==== Selected text
Practice MCQ Questions and Answer on Speed Time and Distance

11.

Two trains starting at the same time from two-stations 300 km apart and going in opposite directions, cross each other at a distance of 160 km from one of them. The ratio of their speeds is :

(A) 7 : 9
(B) 16 : 20
(C) 8 : 7
(D) 8 : 12

Solution: A → ___160________Meeting____140_____← B Ratio of their distance covered = $\frac{160}{140}$ = 8 : 7 Then, Ratio of their speeds = 8 : 7 [When time is constant Speed is proportional to Distance covered]

12.

A man completed a certain journey by a car. If he covered 30% of the distance at the speed of 20 km/hr, 60% of the distance at 40 km/hr and the remaining distance at 10 km/hr, his average speed for the whole journey was :

(A) 25 km/hr
(B) 28 km/hr
(C) 30 km/hr
(D) 33 km/hr

Solution: Let 10% of journey's = 40 km Then, total journey = 400 kms And, $Average speed = \frac{Total distance}{Total time}$ $\begin{aligned} 30 % of journey = 400 \times \frac{30}{100} \\ = 120 km \\ 60 % of journey = 400 \times \frac{60}{100} \\ = 240 km \\ 10 % of journey = 400 \times \frac{10}{100} \\ = 40 km \\ Average speed = \frac{400}{\frac{120}{20} + \frac{240}{40} + \frac{40}{10}} \\ Average speed = \frac{400}{(6 + 6 + 4)} \\ Average speed = \frac{400}{16} \\ Average speed = 25 km/hr \end{aligned}$

13.

Two buses start from a bus terminal with a speed of 20 km/h at interval of 10 minutes. What is the speed of a man coming from the opposite direction towards the bus terminal if he meets the buses at interval of 8 minutes?
========
→ Written tasks:
A) Repeat word for word the part of the speed, time and distance practice page above from "(A) 25 km/hr" up to and including "of 8 minutes?".
B) In the practice page on speed, time and distance above, what average speed for the whole journey does the solution to question 12 arrive at?
C) Translate this sentence from the speed, time and distance practice page into Spanish: "A man completed a certain journey by a car."
==== Data lines
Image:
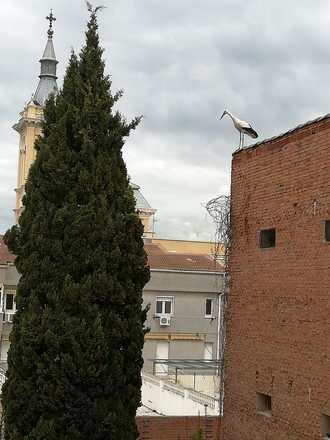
========
→ Task results:
A)
(A) 25 km/hr
(B) 28 km/hr
(C) 30 km/hr
(D) 33 km/hr

Solution: Let 10% of journey's = 40 km Then, total journey = 400 kms And, $Average speed = \frac{Total distance}{Total time}$ $\begin{aligned} 30 % of journey = 400 \times \frac{30}{100} \\ = 120 km \\ 60 % of journey = 400 \times \frac{60}{100} \\ = 240 km \\ 10 % of journey = 400 \times \frac{10}{100} \\ = 40 km \\ Average speed = \frac{400}{\frac{120}{20} + \frac{240}{40} + \frac{40}{10}} \\ Average speed = \frac{400}{(6 + 6 + 4)} \\ Average speed = \frac{400}{16} \\ Average speed = 25 km/hr \end{aligned}$

13.

Two buses start from a bus terminal with a speed of 20 km/h at interval of 10 minutes. What is the speed of a man coming from the opposite direction towards the bus terminal if he meets the buses at interval of 8 minutes?

B) 25 km/hr.

C) Un hombre completó cierto viaje en coche.